## Belge bölümü:
* * *

Yazı ve Fotoğraflar© Müjdat Üzel
Bu yazı ‘Bir garip tutku: Çernobil‘ yazımın devamı niteliğindedir. Çernobil kazasını anlatacağım yazı dizisinin birincisidir.
Daha önceki yazımda Çernobil Nükleer Santralinin bazı özelliklerinden biraz bahsetmiş ve ileride kazanın oluşumundan bahsederim demiştim. Sözüm söz. Kazayı sizlere anlatacağım. Hatta bu kazayı anlatırken daha yakın olan Fukuşima’dan bile biraz bahsedeceğim. Ama kazayı anlatacağım yazıdan keyif alabilmeniz için bir nükleer reaktörün nasıl çalıştığını biraz anlatmam gerekiyor. Konu bu olunca ister istemez radyoaktif maddelere, atom enerjisine, fisyon reaksiyonlarına şöyle bir girip bakacağız. Bence çok keyifli.
Beni tanımayanlar yukarıda yazdıklarımdan sonra pek normal bir insan olmadığım sonucuna varmış olabilirler. Hadi anormal demeseler bile biraz garip bulmuşlardır. Haklılar. Keyifli dediğim konuya bak. Garibim ben. Ama uranyum daha garip. Buyurun yazıya:
Dört kişilik bir ailenin bir yıllık elektriğini iki tane kesme şeker kadar uranyum döke saça karşılar.
İşte bu cümle birçok şeyi anlatan bir cümledir. Altını biraz dolduralım.
- 1000 megavatlık bir elektrik santralinin 1 yıl çalıştırılması için 2.600.000 ton kömür gerekir.(100’er vagonluk 2000 tren katarı)
- 1000 megavatlık bir elektrik santralinin 1 yıl çalıştırılması için 2.000.000 ton petrol gerekir.(her biri 200.000 ton kapasiteli 10 tane deniz tankeri)
- 1000 megavatlık bir elektrik santralinin 1 yıl çalıştırılması için 30 ton uranyum yeter.(Bir kamyon rahatça taşır)
İşte bu kadar küçük ağırlığa sahip bir maddede bu kadar enerji olursa etrafında dolaşan çok olur.Mesela silah üreticileri ve askerlerin de ilgisini çeker. Ünlü TNT yani tri nitro tolüen isimli patlayıcı bu konularda birim olarak kullanılır. ‘Düşmanıma bomba atmak istiyorum, ölsünler, sürüm sürüm sürünsünler.’diyen bir komutanın geceleri uykusunu kaçıran bir problemi vardır. Bombasını TNT ile doldurursa yakıt koyacak yeri kalmaz. Yakıt ile doldurursa TNT koyacak yeri kalmaz. Başka bir değişle bombasına koyduğu TNT miktarı arttıkça onu taşımak için kullanacağı yakıt miktarı da artacaktır. Bu sebeple füzesi kocaman olacak, dışarıdan hemen fark edilecek ve sağa sola taşıması zor olacaktır. Oysa sadece 5 ton ağırlığındaki Çin’in CSS-4 nükleer füzesi 5.000.000-10.000.000 ton TNT eş değeridir. Birbirini öldürmekle ilgilenenler için çok sevindirici bir durum. Biz savaşı bombayı bir kenara bırakalım. Bu örnekleri size atom enerjisinin boyutları hakkında fikir sahibi olalım diye anlatıyorum.

* * *

## İşaretleme veri kümesinden alıntılar:
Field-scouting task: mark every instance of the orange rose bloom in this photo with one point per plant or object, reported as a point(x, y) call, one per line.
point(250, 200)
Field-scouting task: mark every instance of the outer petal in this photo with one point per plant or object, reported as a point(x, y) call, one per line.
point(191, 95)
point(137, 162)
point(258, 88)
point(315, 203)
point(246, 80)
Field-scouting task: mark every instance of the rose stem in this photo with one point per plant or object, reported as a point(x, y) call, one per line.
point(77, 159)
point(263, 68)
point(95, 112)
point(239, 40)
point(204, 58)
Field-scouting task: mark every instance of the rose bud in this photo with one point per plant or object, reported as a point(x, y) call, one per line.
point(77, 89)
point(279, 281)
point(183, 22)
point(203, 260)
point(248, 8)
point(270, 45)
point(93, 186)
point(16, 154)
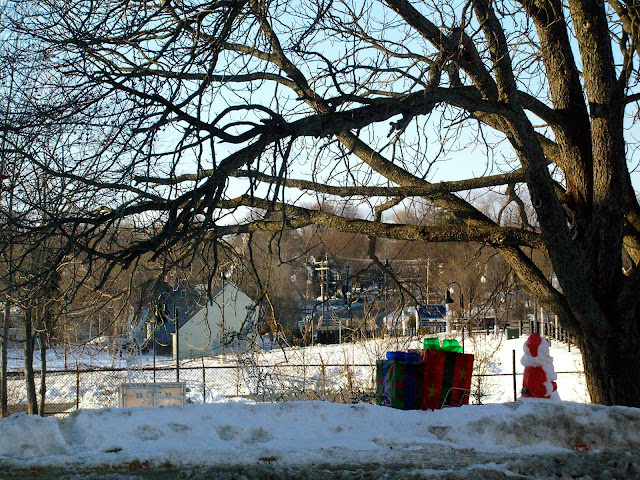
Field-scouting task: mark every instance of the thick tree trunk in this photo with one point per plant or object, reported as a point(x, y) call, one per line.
point(29, 378)
point(612, 367)
point(43, 371)
point(4, 405)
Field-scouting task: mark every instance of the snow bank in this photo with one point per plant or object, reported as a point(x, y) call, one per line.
point(300, 433)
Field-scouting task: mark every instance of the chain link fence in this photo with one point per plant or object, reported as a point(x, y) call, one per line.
point(67, 390)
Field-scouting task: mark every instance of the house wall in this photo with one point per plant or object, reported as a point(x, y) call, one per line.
point(213, 329)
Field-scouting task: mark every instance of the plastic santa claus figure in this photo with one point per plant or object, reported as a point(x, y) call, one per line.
point(539, 375)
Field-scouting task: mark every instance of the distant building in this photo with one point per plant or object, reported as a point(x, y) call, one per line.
point(225, 324)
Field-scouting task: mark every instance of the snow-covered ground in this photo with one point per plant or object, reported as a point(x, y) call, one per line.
point(239, 438)
point(316, 372)
point(475, 441)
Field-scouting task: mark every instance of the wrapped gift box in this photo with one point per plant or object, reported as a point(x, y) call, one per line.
point(399, 383)
point(446, 380)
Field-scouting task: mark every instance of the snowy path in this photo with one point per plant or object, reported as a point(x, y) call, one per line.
point(324, 441)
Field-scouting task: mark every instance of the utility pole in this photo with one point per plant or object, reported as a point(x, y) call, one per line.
point(428, 264)
point(321, 267)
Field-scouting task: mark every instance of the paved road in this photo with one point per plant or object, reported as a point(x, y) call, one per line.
point(420, 465)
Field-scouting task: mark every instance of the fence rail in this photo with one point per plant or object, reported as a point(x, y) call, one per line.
point(69, 389)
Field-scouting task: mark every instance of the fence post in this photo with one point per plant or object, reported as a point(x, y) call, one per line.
point(77, 386)
point(204, 383)
point(515, 396)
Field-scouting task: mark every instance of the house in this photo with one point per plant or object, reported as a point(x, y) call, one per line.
point(225, 324)
point(180, 302)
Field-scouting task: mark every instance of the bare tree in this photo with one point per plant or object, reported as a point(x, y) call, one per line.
point(194, 109)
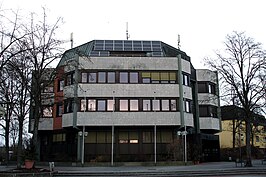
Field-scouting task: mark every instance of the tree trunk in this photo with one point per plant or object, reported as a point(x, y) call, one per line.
point(7, 129)
point(248, 146)
point(19, 155)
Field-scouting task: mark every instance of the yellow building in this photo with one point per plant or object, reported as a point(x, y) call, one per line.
point(233, 134)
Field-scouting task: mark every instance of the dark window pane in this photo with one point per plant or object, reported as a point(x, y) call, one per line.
point(146, 105)
point(202, 87)
point(111, 77)
point(165, 105)
point(110, 105)
point(173, 105)
point(92, 105)
point(101, 105)
point(156, 105)
point(134, 76)
point(134, 105)
point(101, 77)
point(92, 77)
point(83, 105)
point(123, 77)
point(123, 105)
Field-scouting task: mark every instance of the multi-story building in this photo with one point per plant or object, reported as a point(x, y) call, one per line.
point(118, 100)
point(233, 134)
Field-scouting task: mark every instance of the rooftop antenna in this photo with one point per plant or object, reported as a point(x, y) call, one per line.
point(71, 40)
point(178, 42)
point(127, 35)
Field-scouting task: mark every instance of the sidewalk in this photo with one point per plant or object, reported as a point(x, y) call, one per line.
point(107, 169)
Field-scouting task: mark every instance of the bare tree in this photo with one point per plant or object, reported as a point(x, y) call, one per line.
point(43, 48)
point(242, 69)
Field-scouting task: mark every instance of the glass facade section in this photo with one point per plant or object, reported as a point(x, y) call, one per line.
point(165, 105)
point(133, 77)
point(123, 105)
point(134, 105)
point(101, 104)
point(156, 105)
point(92, 105)
point(84, 77)
point(92, 77)
point(102, 77)
point(111, 77)
point(146, 105)
point(123, 77)
point(110, 105)
point(83, 105)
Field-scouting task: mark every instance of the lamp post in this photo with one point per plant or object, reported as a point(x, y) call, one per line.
point(83, 134)
point(184, 133)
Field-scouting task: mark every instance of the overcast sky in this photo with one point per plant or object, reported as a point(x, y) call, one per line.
point(202, 24)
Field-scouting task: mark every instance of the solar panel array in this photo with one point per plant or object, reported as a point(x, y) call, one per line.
point(102, 47)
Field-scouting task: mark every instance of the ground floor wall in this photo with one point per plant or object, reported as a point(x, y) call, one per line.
point(130, 144)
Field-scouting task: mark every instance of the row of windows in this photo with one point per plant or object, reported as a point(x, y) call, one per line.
point(119, 104)
point(144, 77)
point(208, 111)
point(206, 87)
point(128, 137)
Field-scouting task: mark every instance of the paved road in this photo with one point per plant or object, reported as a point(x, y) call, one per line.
point(203, 169)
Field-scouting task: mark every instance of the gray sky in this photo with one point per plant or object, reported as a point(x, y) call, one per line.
point(202, 24)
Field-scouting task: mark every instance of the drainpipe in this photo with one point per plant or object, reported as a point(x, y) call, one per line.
point(76, 79)
point(181, 96)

* * *

## Görevler:
1. Nükleer enerji yazısına göre 1000 megavatlık bir elektrik santralini bir yıl çalıştırmak için ne kadar kömür gerekir?
2. Nükleer enerji yazısını son cümlesinden sonra sürdürün.

## Cevap listesi:
1. 2.600.000 ton kömür gerekir.

2.
Biz elektriğe ve nükleer santrallere geri dönelim. Başka değerlerle yeniden açıklayalım.
- 1 kilogram odun saatte 1 kilowatt elektrik üretebilir.
- 1 kilogram kömür saatte 3 kilowatt elektrik üretebilir.
- 1 kilogram petrol saatte 4 kilowatt elektrik üretebilir.
- 1 kilogram uranyum saatte 50.000 kilowatt elektrik üretebilir.
- 1 kilogram plutonyum saatte 6.000.000 kilowatt elektrik üretebilir
(Buyrun, bir de plutonyum çıktı. Onu da anlatacağım zaten. Yazıyı okumaktan bu noktada vazgeçmek iyi bir seçim)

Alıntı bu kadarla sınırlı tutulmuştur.